GIVEN TASK — Pull out each line below that contains the string "leek", treating uppercase and lowercase as different.

** START ENTRIES PROVIDED **

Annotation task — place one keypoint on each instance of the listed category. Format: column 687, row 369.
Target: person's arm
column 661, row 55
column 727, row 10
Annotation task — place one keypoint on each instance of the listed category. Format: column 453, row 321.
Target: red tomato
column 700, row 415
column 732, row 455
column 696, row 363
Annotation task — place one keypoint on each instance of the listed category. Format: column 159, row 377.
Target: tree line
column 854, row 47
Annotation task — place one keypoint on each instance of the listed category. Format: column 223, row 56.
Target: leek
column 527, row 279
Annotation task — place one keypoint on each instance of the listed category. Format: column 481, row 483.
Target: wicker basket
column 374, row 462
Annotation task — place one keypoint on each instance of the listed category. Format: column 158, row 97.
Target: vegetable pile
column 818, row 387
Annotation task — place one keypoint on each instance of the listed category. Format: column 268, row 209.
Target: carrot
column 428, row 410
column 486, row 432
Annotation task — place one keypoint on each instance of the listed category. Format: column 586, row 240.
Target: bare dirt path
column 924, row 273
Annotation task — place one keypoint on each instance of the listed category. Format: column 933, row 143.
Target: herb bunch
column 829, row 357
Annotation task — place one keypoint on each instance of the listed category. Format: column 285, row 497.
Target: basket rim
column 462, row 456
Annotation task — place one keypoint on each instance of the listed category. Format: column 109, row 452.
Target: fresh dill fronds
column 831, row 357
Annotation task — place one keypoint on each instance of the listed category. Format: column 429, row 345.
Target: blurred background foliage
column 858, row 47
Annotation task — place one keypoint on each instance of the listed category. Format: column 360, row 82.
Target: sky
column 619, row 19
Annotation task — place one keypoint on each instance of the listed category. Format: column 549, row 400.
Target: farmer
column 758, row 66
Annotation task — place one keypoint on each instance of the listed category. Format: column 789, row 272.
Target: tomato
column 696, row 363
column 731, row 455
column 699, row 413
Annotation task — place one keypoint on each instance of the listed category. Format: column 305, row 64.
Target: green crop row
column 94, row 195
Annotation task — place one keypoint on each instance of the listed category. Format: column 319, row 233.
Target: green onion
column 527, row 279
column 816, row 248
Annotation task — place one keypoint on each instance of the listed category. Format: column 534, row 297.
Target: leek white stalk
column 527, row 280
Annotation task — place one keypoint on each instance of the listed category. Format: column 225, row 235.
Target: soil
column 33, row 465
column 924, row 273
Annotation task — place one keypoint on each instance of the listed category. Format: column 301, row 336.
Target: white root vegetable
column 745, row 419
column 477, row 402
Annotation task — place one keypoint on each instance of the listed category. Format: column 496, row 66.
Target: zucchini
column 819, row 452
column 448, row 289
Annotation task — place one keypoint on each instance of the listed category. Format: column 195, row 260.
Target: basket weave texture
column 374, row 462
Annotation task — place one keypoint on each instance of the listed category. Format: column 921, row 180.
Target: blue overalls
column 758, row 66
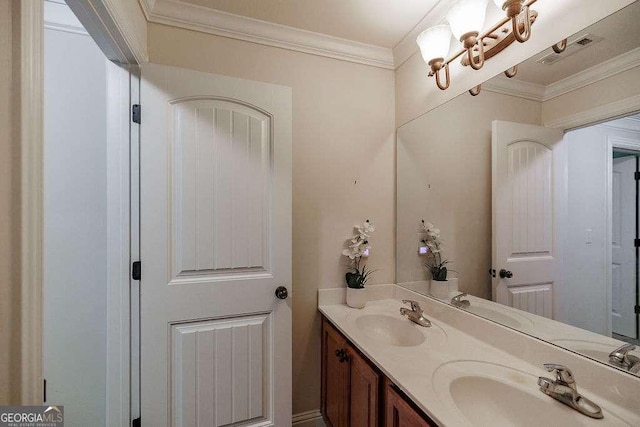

** END ENTRIES PROVIDED **

RESPONSE BELOW —
Target: leek
Target: leek white stalk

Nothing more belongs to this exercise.